(Data listing)
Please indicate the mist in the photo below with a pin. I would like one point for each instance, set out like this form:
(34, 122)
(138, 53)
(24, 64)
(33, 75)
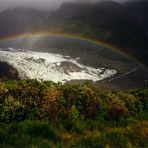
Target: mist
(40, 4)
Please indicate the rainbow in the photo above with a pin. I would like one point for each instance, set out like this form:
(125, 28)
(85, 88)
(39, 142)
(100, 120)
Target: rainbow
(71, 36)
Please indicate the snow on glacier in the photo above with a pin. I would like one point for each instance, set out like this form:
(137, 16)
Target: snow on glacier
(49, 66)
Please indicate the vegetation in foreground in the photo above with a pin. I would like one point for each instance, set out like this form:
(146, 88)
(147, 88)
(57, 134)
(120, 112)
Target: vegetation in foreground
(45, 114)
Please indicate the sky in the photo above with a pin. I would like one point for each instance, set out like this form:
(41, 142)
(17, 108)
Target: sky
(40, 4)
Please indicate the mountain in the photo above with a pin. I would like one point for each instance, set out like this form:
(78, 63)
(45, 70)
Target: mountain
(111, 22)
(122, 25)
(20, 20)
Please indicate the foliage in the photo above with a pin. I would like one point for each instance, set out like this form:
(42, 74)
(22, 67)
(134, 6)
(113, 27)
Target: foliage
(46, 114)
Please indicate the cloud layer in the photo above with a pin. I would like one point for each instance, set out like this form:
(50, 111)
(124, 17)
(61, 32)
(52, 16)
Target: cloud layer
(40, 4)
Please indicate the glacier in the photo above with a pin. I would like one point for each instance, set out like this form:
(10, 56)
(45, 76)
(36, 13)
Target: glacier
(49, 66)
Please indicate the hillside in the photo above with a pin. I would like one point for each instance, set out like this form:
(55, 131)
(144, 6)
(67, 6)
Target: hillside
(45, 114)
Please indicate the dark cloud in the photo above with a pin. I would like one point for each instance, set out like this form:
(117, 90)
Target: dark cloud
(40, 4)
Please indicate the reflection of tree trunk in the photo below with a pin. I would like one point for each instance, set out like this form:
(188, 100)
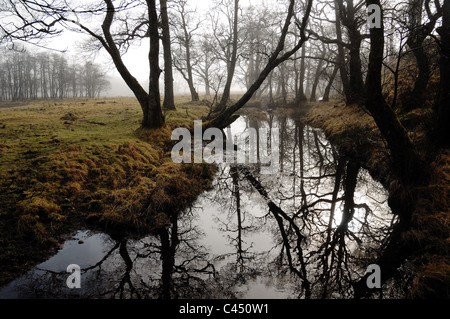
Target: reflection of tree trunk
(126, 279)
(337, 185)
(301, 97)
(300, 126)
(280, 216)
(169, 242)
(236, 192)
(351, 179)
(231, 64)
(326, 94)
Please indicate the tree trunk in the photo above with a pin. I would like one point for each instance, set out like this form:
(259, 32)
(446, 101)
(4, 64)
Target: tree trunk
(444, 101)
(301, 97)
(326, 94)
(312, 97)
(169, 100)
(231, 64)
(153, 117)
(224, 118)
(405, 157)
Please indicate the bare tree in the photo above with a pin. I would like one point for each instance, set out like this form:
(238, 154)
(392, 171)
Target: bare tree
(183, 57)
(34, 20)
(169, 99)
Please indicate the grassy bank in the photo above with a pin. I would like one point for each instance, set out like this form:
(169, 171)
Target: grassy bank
* * *
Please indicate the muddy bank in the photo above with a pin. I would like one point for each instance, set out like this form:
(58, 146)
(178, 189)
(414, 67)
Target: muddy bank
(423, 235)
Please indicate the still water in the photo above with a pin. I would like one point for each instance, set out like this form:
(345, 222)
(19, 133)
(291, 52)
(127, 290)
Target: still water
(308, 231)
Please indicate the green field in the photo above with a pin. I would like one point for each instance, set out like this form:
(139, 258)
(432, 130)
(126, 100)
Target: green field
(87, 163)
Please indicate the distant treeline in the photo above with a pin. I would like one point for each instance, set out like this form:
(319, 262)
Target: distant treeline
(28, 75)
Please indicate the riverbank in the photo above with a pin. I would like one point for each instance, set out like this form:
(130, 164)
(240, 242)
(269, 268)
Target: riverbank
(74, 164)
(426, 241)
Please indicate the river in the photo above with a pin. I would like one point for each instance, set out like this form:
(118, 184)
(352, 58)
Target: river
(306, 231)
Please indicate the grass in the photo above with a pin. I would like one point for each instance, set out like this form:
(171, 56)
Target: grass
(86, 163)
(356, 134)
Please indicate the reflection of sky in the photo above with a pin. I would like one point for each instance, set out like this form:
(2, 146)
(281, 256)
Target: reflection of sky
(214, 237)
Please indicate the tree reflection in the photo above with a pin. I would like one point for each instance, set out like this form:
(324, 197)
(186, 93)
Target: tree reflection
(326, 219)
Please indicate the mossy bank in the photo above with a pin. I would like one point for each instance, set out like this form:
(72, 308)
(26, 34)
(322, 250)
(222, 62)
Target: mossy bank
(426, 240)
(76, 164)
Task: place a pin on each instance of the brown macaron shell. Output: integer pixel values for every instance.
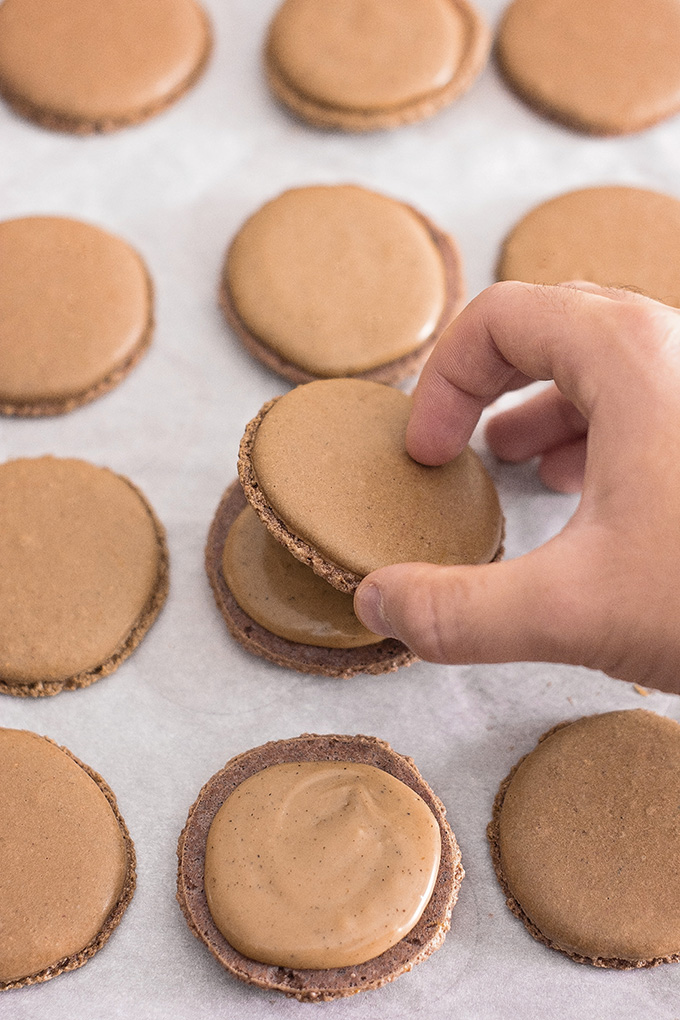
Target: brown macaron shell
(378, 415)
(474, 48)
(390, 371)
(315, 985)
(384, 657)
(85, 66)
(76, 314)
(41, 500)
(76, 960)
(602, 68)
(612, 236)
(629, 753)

EXERCISE DETAILS:
Filter the data above and copy each line that contains the word "snow", matching case exactly.

OUTPUT BELOW:
Please indicate the snow on glacier in the photo above with a pin. I would like one point for each instance, set out like this form:
Target: snow on glacier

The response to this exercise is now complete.